Among the entries below, how many lines include the word "white"? Reply with only the number.

Photo-based referring expression data
+-------+
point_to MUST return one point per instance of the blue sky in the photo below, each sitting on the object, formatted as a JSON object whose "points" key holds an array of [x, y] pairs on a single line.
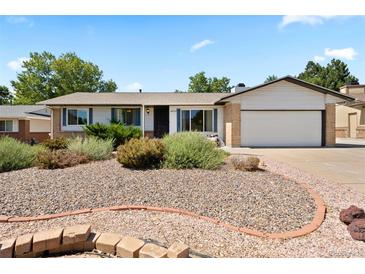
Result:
{"points": [[159, 53]]}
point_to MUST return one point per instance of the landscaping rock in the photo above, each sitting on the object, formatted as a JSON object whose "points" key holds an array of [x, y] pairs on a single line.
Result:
{"points": [[178, 250], [47, 240], [153, 251], [357, 229], [90, 243], [7, 248], [129, 247], [351, 213], [23, 245], [76, 234], [107, 242]]}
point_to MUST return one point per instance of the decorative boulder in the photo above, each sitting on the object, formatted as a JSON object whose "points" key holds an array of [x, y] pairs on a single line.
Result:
{"points": [[351, 213], [357, 229]]}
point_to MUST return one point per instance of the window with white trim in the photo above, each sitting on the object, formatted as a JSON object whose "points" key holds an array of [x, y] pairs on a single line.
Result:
{"points": [[6, 125], [77, 117], [197, 120]]}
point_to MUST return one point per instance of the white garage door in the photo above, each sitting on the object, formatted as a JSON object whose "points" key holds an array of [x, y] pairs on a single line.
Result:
{"points": [[281, 128]]}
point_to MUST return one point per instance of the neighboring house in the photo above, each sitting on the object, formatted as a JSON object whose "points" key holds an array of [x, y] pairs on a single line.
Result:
{"points": [[350, 117], [284, 112], [25, 122]]}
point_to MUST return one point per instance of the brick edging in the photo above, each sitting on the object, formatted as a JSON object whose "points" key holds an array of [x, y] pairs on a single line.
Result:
{"points": [[314, 225]]}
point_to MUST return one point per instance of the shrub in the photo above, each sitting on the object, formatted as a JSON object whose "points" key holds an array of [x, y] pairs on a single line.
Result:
{"points": [[116, 131], [56, 143], [250, 163], [141, 153], [52, 159], [95, 149], [15, 154], [191, 150]]}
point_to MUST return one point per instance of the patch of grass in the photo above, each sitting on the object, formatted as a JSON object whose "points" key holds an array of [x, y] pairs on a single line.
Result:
{"points": [[141, 153], [16, 155], [94, 148], [191, 150]]}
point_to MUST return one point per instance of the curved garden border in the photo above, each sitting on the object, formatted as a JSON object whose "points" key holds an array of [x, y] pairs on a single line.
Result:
{"points": [[314, 225]]}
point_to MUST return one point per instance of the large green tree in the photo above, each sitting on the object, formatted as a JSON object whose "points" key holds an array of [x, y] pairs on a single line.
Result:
{"points": [[45, 76], [200, 83], [5, 95], [334, 75]]}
+-------+
→ WRITTEN ANSWER
2